About this task -
The answer must consist of each line of the records below that contains the string "document".

Natural language region descriptions
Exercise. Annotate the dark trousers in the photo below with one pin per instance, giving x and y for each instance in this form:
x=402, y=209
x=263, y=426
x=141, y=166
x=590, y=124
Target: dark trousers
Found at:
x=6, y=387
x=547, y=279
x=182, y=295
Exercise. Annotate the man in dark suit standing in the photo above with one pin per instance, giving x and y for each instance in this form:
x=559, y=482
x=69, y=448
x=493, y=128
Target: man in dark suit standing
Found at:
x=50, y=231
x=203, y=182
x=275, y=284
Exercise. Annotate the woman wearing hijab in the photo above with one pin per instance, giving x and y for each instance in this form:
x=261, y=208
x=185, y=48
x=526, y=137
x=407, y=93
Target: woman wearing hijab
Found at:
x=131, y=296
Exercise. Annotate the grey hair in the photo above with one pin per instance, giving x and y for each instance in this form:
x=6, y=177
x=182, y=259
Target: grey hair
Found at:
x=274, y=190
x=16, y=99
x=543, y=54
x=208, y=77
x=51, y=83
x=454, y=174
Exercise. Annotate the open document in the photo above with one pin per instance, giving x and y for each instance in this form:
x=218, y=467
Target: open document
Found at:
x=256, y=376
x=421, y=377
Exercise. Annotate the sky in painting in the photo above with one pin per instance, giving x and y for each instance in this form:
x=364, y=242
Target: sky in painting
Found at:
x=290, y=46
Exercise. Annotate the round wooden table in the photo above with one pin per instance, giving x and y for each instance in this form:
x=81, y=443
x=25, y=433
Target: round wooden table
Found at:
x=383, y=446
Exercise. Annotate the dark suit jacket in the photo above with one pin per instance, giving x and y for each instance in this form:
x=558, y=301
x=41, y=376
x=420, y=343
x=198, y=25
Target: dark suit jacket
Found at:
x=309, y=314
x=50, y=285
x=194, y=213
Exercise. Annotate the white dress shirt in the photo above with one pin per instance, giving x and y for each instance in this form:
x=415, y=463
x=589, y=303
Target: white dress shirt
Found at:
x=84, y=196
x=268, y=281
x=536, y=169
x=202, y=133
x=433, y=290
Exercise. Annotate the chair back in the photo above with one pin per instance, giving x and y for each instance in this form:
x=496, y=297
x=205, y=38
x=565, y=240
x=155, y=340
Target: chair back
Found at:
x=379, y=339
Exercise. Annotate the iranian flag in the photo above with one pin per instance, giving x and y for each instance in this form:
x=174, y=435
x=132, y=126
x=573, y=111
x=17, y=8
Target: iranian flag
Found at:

Written reply -
Exercise. Annotate the open document in the photo above with one pin per instance, giving x and y for each instance in this form:
Target: open document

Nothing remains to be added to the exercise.